§ Fragmento de lectura:
_____

Llegamos ahora a aquel episodio de la historia de María Antonieta largo tiempo tenido por increíble y por psicológicamente inexplicable, y que sólo a medias es posible comprender por la funesta sobreexcitación del tiempo y por el envenenamiento sistemático de la opinión pública practicado durante años enteros. El pequeño delfín, un mozuelo muy precoz y arrogante, pocas semanas antes, en el tiempo en que estaba aún bajo la protección de su madre, se había herido en un testículo, con un bastón, jugando; un cirujano al que llamaron había construido una especie de braguero para el niño. Con esto parecía terminado y olvidado este incidente, ocurrido en el Temple todavía durante la estancia de María Antonieta. Pero ahora descubren un día Simón o su mujer que el niño, precoz y mal educado, se entrega a ciertas viciosas prácticas de muchachos, a los llamados plaisirs solitaires . El niño, sorprendido en su falta, no puede negarlo. Apretado a preguntas por Simón, para saber quién lo ha inducido a estos malos hábitos, dice, o el desdichado se deja persuadir para que diga, que su madre y su tía lo han impelido hacia este vicio. Simón, a quien de esta «tigresa» todo le parece verosímil, hasta lo más infernal, sigue preguntando más y más, honradamente indignado por esta perversidad de una madre, y finalmente lleva al muchacho hasta tan lejos, que acaba por afirmar que ambas mujeres, en el Temple, frecuentemente lo habían metido en su cama y que su madre había cometido con él actos incestuosos.

_____

§ Consigna escrita 1:
Localiza en las filas todas las que contienen la palabra "bridge" y cópialas.
§ Consigna escrita 2:
Escribe la continuación del fragmento sobre María Antonieta y el delfín a partir de su última oración.
El fragmento y las filas son materiales independientes entre sí.

_____

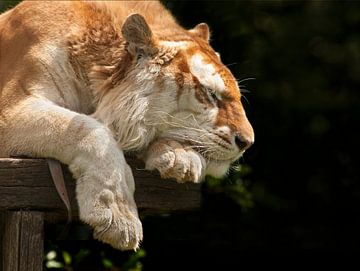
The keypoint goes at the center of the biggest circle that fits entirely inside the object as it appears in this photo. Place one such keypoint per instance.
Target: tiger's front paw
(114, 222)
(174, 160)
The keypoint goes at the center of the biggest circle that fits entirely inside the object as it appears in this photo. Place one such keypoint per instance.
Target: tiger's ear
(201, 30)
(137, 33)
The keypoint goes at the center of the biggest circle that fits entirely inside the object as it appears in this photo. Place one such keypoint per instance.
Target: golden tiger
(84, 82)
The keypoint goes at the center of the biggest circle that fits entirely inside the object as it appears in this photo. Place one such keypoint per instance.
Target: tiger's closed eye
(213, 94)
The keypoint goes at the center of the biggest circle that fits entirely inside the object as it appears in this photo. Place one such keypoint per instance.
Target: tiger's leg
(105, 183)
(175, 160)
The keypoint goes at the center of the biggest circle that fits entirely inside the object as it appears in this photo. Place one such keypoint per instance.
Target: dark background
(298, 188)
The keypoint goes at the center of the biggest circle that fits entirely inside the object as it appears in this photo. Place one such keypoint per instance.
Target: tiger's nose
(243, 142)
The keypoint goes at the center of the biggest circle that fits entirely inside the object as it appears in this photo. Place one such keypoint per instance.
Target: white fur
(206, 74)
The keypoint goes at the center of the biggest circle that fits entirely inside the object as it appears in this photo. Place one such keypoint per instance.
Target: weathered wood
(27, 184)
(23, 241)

_____

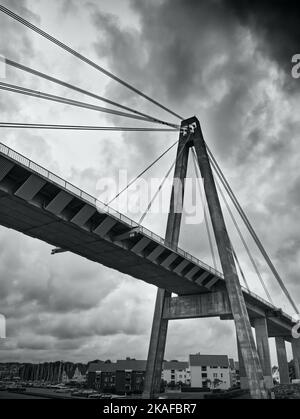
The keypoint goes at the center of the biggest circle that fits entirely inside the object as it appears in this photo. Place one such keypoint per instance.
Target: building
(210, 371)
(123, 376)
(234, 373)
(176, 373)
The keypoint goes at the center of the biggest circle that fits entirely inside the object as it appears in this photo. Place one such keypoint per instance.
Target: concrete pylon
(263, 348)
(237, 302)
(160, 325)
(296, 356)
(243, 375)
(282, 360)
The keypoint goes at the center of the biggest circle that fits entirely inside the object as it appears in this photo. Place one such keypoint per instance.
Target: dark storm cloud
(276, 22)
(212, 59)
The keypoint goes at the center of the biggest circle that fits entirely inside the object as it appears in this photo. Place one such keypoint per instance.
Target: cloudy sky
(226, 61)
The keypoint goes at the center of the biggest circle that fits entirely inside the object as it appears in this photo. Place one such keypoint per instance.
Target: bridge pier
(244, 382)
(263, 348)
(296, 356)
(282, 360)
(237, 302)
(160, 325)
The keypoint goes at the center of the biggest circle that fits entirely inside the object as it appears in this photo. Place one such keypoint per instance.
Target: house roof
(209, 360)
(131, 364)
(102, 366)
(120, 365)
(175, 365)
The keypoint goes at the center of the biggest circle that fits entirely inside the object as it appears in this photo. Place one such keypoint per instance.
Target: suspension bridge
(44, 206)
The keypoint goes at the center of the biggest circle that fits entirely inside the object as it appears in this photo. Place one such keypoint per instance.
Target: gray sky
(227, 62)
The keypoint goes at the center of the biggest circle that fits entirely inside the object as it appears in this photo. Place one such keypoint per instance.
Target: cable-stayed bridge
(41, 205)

_____

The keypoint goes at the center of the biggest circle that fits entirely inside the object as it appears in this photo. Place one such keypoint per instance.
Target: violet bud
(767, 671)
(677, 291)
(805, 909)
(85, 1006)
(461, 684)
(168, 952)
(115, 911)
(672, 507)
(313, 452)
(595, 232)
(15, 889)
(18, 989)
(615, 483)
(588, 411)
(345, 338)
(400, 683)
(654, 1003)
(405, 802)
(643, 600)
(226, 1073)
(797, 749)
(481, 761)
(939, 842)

_____

§ Respuesta 1:
Target: bridge pier
Target: suspension bridge
Target: cable-stayed bridge

§ Respuesta 2:
Ante esta declaración tan espantosa de un niño que aún no ha cumplido los nueve años, un hombre sensato, en tiempos normales, habría sentido, naturalmente, la más extrema desconfianza. Pero el convencimiento del insaciable erotismo de María Antonieta ha penetrado tan hondo en la sangre de las gentes de la Revolución, gracias a los innumerables folletos calumniosos, que hasta esta insensata acusación de que su propia madre hubiera abusado sexualmente de un niño de ocho años y medio, no provoca ningún sentimiento de duda en Simón y Hébert. Por el contrario, a estos fanáticos y deslumbrados sans-culottes les parece la cosa completamente lógica y clara. María Antonieta, la archiprostituta babilónica, aquella desalmada tribada que desde los tiempos de Trianón está habituada a agotar por completo todos los días a algunas mujeres y algunos hombres, ¿no es natural, piensan ellos, que una tal loba, encerrada en el Temple, donde no encuentra ningún compañero para sus infernales locuras carnales, se precipite sobre su propio hijo, inocente y sin defensa? Ni un solo momento vacilan Hébert y su triste amigo, totalmente oscurecida su razón por el odio, de la justeza de las engañosas acusaciones del niño contra su madre. Ahora se trata sólo de establecer judicialmente, por escrito, toda esta ignominia de la reina, a fin de que toda Francia conozca la extrema depravación de la asquerosa austríaca, para cuya avidez de sangre y de lujuria la guillotina puede ser considerada como un leve castigo. De este modo, tienen lugar tres interrogatorios de un niño que aún no tiene nueve años, de una muchacha de quince y de madame Elisabeth: escenas hasta tal punto crueles y vergonzosas, que podría tenérselas por irreales si no existieran aún hoy los bochornosos documentos en el Archivo Nacional de París, cierto que amarillentos, pero claramente legibles y con las torpes firmas de los niños trazadas por su propia mano.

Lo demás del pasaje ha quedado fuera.